* Exercise aim:
Let your answer be the line containing "the black jacket" and every line below it to the end of the records, copied exactly.

(Beginning of Records to use)

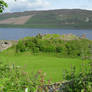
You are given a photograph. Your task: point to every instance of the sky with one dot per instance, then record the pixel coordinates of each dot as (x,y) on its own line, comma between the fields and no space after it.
(29,5)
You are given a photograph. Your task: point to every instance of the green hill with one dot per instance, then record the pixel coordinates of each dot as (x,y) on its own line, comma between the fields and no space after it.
(64,18)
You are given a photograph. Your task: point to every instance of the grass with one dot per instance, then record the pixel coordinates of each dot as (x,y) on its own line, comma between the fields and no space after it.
(53,66)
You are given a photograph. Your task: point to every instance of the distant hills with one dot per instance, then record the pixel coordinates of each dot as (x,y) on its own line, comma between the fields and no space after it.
(63,18)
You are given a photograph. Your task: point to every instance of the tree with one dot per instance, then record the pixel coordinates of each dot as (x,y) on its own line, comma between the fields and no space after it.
(2,5)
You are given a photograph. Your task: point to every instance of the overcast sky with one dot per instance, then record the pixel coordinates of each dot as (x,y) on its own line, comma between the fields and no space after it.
(27,5)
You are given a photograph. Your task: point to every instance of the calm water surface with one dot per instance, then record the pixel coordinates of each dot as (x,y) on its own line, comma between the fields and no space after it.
(18,33)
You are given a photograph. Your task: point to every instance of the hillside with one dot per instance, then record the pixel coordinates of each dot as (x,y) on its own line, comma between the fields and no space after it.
(64,18)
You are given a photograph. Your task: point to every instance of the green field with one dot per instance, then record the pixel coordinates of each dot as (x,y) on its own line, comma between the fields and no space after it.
(53,66)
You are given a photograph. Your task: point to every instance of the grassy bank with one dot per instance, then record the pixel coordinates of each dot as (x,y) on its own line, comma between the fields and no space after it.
(53,66)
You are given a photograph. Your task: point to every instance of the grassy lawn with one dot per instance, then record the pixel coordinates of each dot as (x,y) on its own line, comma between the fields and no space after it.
(53,66)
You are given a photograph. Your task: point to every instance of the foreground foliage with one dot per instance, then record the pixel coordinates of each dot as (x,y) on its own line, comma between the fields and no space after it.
(13,79)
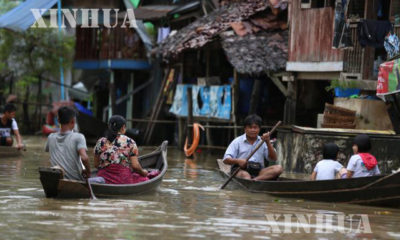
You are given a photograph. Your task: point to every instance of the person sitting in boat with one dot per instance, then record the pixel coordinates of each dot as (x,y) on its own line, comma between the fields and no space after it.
(362,163)
(241,147)
(67,148)
(116,154)
(8,126)
(328,168)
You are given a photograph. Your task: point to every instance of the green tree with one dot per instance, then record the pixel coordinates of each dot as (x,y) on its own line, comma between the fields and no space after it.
(29,57)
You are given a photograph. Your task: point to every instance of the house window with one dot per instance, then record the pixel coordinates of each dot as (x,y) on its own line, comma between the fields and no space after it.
(317,3)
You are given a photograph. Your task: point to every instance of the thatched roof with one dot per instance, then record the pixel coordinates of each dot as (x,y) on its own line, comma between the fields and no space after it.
(257,53)
(205,29)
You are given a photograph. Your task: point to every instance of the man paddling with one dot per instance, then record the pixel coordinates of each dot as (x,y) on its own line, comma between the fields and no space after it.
(68,148)
(8,126)
(241,147)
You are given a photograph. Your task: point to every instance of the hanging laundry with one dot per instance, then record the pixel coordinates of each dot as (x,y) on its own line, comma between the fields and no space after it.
(163,33)
(342,34)
(372,32)
(392,45)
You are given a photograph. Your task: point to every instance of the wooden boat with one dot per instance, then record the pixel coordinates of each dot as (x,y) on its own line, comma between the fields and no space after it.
(383,190)
(6,152)
(55,186)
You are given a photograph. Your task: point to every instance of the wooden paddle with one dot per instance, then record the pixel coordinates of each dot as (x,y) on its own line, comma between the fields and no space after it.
(92,196)
(251,154)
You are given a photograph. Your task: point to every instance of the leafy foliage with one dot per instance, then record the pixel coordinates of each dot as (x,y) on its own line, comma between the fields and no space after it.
(336,83)
(30,56)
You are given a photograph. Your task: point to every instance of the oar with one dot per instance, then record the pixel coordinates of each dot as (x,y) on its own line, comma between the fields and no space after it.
(92,196)
(251,154)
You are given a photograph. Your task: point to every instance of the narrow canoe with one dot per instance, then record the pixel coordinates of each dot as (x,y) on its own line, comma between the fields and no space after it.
(383,190)
(55,186)
(6,152)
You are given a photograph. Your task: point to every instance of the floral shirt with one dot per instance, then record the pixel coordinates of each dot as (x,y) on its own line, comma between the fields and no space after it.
(117,152)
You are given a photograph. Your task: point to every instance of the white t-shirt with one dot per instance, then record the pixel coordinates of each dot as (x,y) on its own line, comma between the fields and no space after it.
(5,131)
(327,169)
(357,166)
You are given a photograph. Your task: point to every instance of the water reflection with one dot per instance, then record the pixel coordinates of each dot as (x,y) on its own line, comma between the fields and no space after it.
(188,205)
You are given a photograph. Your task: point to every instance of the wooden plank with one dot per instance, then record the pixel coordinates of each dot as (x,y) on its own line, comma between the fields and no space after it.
(314,66)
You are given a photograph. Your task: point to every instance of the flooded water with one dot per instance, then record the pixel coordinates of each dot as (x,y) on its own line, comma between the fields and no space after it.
(189,205)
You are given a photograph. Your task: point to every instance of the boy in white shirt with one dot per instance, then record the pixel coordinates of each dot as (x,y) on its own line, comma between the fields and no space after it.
(328,167)
(362,163)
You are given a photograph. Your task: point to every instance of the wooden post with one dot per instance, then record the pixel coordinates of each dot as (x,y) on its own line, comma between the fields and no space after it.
(181,132)
(111,95)
(290,104)
(157,107)
(255,96)
(235,98)
(129,103)
(189,131)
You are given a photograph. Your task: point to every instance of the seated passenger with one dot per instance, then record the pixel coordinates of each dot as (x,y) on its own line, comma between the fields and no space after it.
(241,147)
(116,154)
(362,163)
(67,148)
(328,168)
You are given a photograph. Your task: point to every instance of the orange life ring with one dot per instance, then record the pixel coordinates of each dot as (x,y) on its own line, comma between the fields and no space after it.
(196,138)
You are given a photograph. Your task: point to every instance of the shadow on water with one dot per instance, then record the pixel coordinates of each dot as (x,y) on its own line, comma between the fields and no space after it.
(189,204)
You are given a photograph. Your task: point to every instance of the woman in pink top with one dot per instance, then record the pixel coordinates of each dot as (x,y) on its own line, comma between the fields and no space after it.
(116,154)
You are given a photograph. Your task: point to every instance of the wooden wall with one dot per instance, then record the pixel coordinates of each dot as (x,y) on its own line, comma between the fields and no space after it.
(311,34)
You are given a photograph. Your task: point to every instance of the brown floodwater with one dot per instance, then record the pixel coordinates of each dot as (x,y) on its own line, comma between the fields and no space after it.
(188,205)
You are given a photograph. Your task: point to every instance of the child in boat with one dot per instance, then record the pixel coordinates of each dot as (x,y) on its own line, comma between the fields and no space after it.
(362,163)
(328,168)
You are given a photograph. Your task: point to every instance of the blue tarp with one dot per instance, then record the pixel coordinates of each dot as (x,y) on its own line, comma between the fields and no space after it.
(216,101)
(21,17)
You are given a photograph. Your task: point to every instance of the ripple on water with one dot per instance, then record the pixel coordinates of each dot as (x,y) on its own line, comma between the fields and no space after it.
(206,189)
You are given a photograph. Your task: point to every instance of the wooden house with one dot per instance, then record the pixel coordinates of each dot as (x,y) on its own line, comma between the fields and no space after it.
(312,57)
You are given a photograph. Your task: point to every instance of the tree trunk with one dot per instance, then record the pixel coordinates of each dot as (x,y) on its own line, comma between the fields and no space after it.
(25,108)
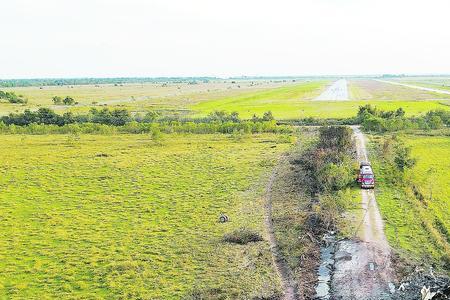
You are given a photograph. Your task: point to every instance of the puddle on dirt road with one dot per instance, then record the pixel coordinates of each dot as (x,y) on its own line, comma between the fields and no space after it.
(324,273)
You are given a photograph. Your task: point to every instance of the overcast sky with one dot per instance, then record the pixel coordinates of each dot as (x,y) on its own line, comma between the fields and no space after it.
(105,38)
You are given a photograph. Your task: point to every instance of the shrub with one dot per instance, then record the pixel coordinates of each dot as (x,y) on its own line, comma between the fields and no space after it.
(242,236)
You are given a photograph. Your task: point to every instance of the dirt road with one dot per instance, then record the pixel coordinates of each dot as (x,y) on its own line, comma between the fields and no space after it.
(416,87)
(337,91)
(363,264)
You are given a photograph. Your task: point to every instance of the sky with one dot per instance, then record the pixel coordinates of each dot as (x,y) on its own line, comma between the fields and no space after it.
(151,38)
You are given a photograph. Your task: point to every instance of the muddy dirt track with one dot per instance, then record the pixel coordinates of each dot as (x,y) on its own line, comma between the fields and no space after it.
(363,264)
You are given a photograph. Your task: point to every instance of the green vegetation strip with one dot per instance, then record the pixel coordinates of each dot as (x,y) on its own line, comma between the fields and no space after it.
(415,203)
(125,217)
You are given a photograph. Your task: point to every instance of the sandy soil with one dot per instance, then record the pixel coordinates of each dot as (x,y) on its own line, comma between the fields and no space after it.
(337,91)
(363,264)
(417,87)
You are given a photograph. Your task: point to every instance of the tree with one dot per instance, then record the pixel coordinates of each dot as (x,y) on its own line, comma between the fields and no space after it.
(435,122)
(68,101)
(268,116)
(403,158)
(57,100)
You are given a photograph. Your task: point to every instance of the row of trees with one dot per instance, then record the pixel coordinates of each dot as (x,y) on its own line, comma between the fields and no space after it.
(330,161)
(373,119)
(57,100)
(117,117)
(154,129)
(11,97)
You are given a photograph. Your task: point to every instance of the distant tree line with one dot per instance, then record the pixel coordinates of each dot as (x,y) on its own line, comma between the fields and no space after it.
(93,81)
(373,119)
(45,120)
(11,97)
(57,100)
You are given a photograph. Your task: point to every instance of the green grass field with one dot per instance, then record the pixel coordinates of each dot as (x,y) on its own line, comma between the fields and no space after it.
(286,100)
(136,97)
(419,229)
(124,217)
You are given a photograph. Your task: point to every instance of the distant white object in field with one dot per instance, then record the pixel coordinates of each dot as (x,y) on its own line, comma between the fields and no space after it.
(337,91)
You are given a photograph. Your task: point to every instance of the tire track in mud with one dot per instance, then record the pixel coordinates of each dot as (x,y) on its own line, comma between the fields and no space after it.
(363,264)
(289,285)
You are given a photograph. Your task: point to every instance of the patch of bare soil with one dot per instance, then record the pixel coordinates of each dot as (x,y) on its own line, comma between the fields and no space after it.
(295,228)
(363,267)
(385,91)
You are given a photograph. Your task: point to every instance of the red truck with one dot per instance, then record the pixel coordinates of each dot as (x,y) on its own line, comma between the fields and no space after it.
(365,177)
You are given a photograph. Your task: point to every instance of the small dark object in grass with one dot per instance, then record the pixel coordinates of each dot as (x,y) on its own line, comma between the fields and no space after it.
(242,236)
(223,218)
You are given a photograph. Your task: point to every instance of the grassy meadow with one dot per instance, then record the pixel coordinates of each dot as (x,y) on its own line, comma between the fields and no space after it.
(176,97)
(122,216)
(287,100)
(417,222)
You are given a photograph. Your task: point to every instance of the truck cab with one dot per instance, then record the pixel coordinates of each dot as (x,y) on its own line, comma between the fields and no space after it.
(366,177)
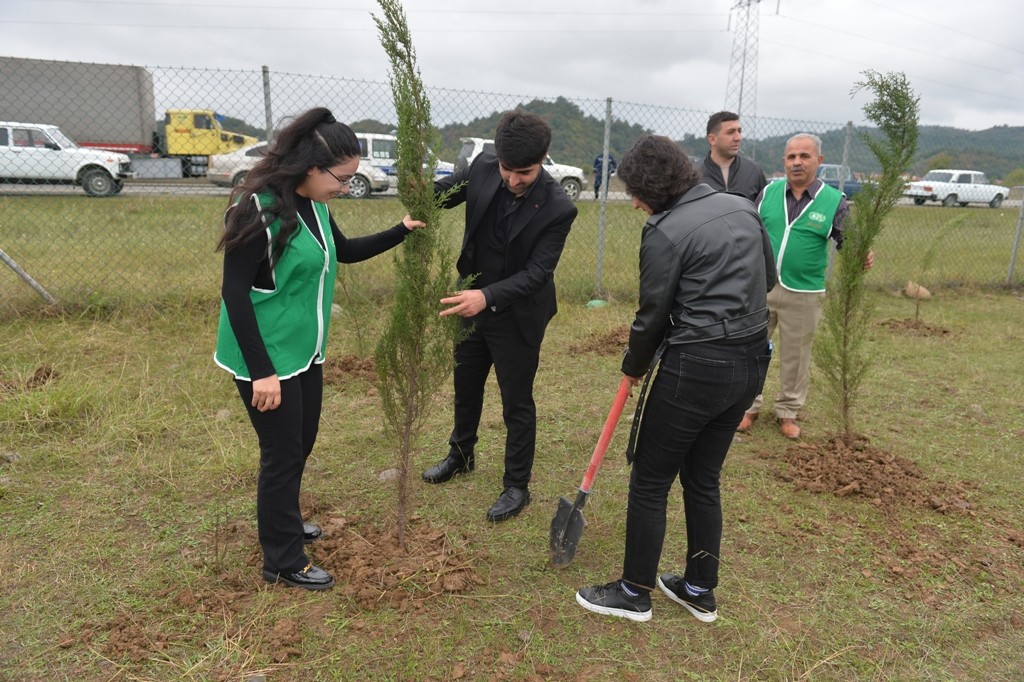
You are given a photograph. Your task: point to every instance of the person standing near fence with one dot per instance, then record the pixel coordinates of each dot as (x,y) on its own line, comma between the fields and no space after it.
(517,218)
(282,249)
(724,168)
(801,215)
(599,171)
(700,329)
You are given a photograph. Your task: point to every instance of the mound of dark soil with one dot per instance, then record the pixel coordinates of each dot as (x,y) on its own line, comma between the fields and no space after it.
(609,343)
(855,468)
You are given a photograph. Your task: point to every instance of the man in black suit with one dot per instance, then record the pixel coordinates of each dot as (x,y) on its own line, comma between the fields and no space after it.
(517,218)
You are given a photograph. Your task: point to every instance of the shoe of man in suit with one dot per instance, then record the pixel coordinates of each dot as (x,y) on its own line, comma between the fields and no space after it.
(509,504)
(310,578)
(310,533)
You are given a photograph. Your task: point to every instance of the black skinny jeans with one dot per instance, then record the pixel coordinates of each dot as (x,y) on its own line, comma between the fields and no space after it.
(286,438)
(695,402)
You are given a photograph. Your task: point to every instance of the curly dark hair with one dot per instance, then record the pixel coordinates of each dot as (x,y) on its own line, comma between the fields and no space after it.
(521,139)
(313,139)
(657,172)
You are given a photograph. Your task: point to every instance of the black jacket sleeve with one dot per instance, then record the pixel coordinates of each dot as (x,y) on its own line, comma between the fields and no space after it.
(659,271)
(358,249)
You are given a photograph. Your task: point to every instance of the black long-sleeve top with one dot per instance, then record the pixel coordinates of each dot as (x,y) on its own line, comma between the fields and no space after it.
(247,266)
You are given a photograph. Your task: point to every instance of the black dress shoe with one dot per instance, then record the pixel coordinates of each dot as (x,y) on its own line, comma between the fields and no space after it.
(449,468)
(509,504)
(310,578)
(310,531)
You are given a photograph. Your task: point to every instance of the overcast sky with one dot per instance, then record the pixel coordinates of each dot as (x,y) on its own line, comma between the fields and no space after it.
(965,59)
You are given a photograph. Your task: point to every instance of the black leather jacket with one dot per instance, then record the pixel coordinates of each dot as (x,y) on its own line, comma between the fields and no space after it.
(706,269)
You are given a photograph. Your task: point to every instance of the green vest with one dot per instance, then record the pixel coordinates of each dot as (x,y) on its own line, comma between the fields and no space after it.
(293,316)
(801,248)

(End of Records to use)

* Completed task:
You are given a photograph. Your task: point to every instance of the black jacket sleeve with one dot per instance, then record the pixel coordinates of each dot as (x,y) on its own line, comma between the fields and no space after it.
(659,271)
(358,249)
You are given a photograph. Your task: point to every instance of the black long-sleeve top with one dot per instance, then record the pixel coordinates of each dot as (x,y) on its own line, comma between the fields and no space after it.
(247,266)
You are given a photograph. Your task: point to every instance of the black dress shoe with one dot per instance, then record the pixel coordinates of each dot as (x,y) on its own line, comma between the fields and no space after it.
(449,468)
(509,504)
(310,578)
(310,531)
You are given a photograph. Your task: point to every instance of the overcast sky with one dot per instance, then record the pixel coordinates of each dot as (x,y) on its own line, comma between the fields and no space after it.
(965,59)
You are given a photograph. Your task: point to every instance of the black leather jacket with one dot per instance, then record the pixel coordinates of each dot as (x,y) on its own line, comma between the fields and no space after it.
(706,269)
You are given a photograph. Your task: point to every instance of the green vest with one dot per instance, then record the pixel coordinates of each dot as (x,y) on its own line, comma between the fields and no space after it.
(293,316)
(801,248)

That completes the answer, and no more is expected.